▶ **Text for analysis**
++++++++
United States Army general

Joseph Cowles Mehaffey (November 20, 1889 – February 18, 1963) was an American military officer and engineer. As a member of the Army Corps of Engineers, he was the consulting engineer on the Arlington Memorial Bridge in Washington, D.C.; helped renovate the White House; and served as a supervising engineer for the Works Progress Administration during the Great Depression. He was assigned in 1941 as maintenance engineer of the Panama Canal, and was governor of the Panama Canal Zone from 1944 to 1948. He held the rank of major general in the United States Army.
++++++++
▶ **Apply what you read**
1. Put this sentence from the biography of Joseph Cowles Mehaffey into Spanish: "He held the rank of major general in the United States Army."
2. Carry on the biography of Joseph Cowles Mehaffey after its last sentence.
The rows that follow can be ignored.
++++++++
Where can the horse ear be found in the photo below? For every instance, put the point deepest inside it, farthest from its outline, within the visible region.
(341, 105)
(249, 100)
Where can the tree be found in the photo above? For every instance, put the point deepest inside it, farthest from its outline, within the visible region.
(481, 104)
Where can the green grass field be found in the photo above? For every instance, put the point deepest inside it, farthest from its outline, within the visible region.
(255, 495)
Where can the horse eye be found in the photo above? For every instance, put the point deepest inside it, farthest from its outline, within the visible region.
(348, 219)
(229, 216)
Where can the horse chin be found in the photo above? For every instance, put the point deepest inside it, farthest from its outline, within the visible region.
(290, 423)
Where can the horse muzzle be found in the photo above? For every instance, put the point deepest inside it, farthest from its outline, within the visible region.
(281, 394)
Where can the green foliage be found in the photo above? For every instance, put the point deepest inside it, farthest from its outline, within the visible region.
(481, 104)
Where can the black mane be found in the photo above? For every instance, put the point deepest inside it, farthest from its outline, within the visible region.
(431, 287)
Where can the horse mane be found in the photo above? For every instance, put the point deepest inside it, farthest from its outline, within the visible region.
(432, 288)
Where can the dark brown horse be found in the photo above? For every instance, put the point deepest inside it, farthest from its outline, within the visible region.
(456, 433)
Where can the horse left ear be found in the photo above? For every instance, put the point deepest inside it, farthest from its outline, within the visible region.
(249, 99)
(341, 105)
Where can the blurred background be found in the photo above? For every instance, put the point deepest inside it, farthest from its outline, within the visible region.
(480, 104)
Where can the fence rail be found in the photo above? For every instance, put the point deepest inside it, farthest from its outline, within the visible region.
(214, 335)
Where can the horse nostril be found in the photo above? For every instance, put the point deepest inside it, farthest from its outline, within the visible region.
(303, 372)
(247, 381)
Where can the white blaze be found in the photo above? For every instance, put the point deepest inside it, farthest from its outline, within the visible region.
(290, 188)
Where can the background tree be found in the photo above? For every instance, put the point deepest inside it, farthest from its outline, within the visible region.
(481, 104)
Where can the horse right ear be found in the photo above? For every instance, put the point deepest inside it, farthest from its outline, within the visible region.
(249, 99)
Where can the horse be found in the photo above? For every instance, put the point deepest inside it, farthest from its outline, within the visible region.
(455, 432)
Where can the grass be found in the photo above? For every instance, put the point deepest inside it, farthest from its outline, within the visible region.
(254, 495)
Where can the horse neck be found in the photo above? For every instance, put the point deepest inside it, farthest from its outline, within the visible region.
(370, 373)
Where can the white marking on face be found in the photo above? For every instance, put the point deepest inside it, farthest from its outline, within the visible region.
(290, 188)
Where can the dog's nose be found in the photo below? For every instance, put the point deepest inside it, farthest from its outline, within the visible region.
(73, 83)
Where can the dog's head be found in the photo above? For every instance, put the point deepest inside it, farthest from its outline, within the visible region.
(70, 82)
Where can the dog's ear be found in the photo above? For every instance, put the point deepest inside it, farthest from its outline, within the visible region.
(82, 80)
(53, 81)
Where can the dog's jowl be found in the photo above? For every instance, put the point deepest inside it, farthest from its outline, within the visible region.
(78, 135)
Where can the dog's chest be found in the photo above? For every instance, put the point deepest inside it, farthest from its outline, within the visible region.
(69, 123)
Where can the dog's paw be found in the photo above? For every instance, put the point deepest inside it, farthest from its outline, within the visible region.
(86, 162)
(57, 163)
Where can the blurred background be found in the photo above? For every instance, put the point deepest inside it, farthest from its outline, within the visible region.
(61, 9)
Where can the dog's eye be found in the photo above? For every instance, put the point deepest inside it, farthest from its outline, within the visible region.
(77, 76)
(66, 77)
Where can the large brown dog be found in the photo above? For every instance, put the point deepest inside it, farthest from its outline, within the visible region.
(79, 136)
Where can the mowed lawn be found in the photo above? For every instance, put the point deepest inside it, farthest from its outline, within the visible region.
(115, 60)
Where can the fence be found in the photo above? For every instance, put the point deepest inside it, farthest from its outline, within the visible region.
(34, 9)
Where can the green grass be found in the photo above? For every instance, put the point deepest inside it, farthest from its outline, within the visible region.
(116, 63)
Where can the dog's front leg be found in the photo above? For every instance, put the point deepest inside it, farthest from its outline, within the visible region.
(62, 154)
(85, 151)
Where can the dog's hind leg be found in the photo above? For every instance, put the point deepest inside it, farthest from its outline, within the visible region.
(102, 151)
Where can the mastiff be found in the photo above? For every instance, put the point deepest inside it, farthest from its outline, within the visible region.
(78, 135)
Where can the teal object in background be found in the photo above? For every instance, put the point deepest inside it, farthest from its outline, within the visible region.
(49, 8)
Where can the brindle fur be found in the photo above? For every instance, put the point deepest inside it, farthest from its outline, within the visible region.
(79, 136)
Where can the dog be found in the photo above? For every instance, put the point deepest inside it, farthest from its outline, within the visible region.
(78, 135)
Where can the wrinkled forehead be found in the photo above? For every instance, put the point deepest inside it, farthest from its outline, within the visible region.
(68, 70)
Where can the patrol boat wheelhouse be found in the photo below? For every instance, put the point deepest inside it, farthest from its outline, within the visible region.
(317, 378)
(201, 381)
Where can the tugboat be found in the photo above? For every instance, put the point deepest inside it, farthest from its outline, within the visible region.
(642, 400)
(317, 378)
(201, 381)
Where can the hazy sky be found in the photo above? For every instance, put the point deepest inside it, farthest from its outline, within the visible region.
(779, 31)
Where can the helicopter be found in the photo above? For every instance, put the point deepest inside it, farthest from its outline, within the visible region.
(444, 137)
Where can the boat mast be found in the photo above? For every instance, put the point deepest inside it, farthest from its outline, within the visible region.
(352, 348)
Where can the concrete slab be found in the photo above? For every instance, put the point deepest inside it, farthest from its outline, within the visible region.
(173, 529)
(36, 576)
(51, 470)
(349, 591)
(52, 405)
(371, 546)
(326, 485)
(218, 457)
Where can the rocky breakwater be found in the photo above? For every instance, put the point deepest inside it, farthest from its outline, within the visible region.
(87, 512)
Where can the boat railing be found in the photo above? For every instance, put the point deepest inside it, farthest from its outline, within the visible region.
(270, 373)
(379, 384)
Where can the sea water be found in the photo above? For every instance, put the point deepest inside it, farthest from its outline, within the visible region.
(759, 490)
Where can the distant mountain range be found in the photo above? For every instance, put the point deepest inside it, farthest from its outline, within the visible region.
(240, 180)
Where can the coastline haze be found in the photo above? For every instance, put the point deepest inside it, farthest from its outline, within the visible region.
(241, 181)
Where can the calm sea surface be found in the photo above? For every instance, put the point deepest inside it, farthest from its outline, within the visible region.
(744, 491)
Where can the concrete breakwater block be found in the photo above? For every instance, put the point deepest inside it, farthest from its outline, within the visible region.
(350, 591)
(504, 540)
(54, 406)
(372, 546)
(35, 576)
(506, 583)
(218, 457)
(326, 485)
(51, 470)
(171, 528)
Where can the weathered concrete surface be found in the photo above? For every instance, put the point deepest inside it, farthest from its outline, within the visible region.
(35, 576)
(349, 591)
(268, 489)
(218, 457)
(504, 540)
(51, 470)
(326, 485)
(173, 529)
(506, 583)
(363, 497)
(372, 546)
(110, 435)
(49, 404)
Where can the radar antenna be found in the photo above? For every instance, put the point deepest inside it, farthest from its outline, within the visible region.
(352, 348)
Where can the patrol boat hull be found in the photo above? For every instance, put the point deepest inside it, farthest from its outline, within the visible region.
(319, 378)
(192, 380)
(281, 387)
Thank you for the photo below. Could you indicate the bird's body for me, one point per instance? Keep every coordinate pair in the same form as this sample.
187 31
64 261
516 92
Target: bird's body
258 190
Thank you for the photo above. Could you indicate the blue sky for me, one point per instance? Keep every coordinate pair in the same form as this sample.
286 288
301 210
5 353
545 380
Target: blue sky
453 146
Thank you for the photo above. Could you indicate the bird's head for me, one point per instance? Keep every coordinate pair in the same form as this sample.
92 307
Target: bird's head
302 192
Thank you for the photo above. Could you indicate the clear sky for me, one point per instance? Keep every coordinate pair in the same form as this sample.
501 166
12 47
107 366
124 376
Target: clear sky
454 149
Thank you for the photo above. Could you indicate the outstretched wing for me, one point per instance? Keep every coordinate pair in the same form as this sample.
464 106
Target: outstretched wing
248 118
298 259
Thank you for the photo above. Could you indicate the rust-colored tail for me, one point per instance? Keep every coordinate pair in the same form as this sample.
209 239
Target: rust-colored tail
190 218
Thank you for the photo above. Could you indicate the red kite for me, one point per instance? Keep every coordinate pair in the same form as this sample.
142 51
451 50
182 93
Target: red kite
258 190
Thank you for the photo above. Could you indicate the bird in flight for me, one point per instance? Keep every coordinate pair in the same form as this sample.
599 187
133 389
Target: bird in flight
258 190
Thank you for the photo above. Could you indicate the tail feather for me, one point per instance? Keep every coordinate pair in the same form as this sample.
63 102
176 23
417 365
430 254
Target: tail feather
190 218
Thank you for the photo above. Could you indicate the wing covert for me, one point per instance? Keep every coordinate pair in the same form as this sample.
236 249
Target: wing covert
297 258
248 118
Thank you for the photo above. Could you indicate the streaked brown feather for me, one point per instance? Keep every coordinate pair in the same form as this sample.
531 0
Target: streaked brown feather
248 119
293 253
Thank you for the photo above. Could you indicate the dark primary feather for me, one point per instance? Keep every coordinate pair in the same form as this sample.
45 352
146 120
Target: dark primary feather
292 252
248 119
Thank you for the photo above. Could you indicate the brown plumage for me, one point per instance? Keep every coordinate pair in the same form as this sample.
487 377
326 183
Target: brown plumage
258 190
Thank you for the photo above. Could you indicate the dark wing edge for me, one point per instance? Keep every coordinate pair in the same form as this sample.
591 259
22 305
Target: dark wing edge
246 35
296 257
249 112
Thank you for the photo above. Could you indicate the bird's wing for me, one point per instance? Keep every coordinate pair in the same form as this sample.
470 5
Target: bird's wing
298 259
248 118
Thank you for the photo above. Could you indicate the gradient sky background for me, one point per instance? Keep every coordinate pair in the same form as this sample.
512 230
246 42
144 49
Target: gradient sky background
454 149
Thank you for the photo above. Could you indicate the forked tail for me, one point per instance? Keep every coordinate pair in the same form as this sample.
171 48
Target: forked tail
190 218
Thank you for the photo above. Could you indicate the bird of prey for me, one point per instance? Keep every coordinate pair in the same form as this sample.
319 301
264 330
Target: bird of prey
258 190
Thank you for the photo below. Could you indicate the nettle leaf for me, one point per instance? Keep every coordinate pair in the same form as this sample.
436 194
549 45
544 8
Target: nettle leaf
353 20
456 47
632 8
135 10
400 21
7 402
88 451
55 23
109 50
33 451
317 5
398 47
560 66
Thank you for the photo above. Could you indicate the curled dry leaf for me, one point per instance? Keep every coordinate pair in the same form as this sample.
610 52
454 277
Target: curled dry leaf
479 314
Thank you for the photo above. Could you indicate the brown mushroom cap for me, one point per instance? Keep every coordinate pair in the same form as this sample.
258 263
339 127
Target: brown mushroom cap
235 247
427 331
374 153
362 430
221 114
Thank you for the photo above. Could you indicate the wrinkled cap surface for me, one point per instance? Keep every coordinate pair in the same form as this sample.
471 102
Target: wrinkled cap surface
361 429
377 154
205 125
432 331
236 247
++++++++
▶ **Results of the exercise**
1. Ostentó el rango de general de división en el Ejército de los Estados Unidos.

2.
==Life and career==

===Early life===
Mehaffey was born in November 1889 in Lima, Ohio, to William R. and Mary Brooks (Stahl) Mehaffey. His grandfather was Robert Mehaffey, an Ulster Scot who emigrated from County Tyrone, Ireland, in 1850 or 1851 at the age of 17. Settling in Lima, he established him in the grocery and then banking business, rising to the position of Vice President of the First National Bank of Lima. He later organized the Merchants National Bank and Metropolitan Bank. He was elected to two terms in the Ohio Senate, and owned a large amount of stock in the Allen County Democrat newspaper. Mehaffey's father worked in the Allen County Democrat beginning in 1885, then purchased the paper and merged it with the Daily Times to form the Lima Times Democrat (a newspaper which still exists in 2013). Joseph had an older brother, Robert Chisholm (born July 22, 1884), and an older sister, Eleanor Cowles (born October 10, 1885, and died in 1887). He also had a younger brother, William Kenneth (born August 23, 1889, and died in 1896). Mehaffey's mother died in March 1899, and his father in November 1907 married Mary E. Mount of Chatham-Kent, Ontario, Canada.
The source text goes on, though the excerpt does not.